■ **TASK DETAILS**
Write out the entire listing below exactly as it appears, minus any pictures.

*** THE DATA ***

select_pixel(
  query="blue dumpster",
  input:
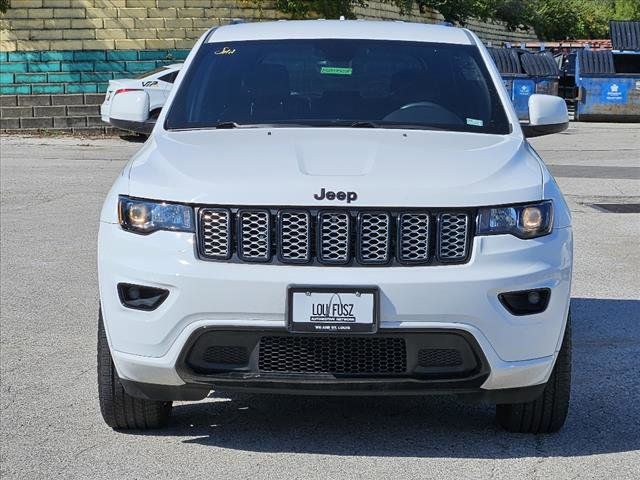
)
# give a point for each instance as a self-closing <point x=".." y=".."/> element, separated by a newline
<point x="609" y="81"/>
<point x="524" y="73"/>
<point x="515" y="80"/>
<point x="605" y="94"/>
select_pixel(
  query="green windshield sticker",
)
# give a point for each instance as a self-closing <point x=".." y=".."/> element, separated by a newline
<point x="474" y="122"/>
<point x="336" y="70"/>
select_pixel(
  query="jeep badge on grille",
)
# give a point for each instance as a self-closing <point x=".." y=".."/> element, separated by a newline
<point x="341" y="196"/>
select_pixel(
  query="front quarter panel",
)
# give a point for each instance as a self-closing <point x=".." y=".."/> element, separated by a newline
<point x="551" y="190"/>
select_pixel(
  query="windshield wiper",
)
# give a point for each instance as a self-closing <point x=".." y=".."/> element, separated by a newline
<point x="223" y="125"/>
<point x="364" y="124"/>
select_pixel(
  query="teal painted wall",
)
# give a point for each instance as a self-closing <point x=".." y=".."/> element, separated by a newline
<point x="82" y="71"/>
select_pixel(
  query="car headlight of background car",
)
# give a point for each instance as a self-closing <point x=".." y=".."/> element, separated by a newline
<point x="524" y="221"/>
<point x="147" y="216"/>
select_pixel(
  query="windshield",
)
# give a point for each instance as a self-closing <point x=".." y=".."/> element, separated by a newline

*** End of THE DATA ***

■ **WORKED SOLUTION**
select_pixel(
  query="blue dumpster",
  input:
)
# give a point for each instance as a self-closing <point x=".." y=".."/> element, separated by a newline
<point x="609" y="81"/>
<point x="524" y="73"/>
<point x="515" y="80"/>
<point x="605" y="94"/>
select_pixel(
  query="green windshield sticker",
)
# give a point for each instance as a self-closing <point x=".." y=".."/> element, separated by a newline
<point x="474" y="122"/>
<point x="336" y="70"/>
select_pixel(
  query="jeep badge on grille",
)
# give a point for each instance as a self-closing <point x=".." y=".."/> element, separated by a newline
<point x="341" y="196"/>
select_pixel(
  query="front quarter panel",
)
# give a point for each instance as a self-closing <point x=".." y=".."/> element, separated by a newline
<point x="551" y="190"/>
select_pixel(
  query="windshield wiper",
)
# give a point for each instance as a self-closing <point x=".." y=".."/> element, separated by a newline
<point x="223" y="125"/>
<point x="364" y="124"/>
select_pixel(
  query="teal painted wall",
)
# give a point for each instance as a self-closing <point x=".." y=".."/> element, separated by a newline
<point x="82" y="71"/>
select_pixel(
  query="car headlight of background car",
)
# give a point for each instance as a self-closing <point x=".." y=".."/> element, separated by a newline
<point x="524" y="221"/>
<point x="147" y="216"/>
select_pixel(
  query="windshield",
)
# give a point for each instance as a self-closing <point x=".." y=".."/> element, separated by a newline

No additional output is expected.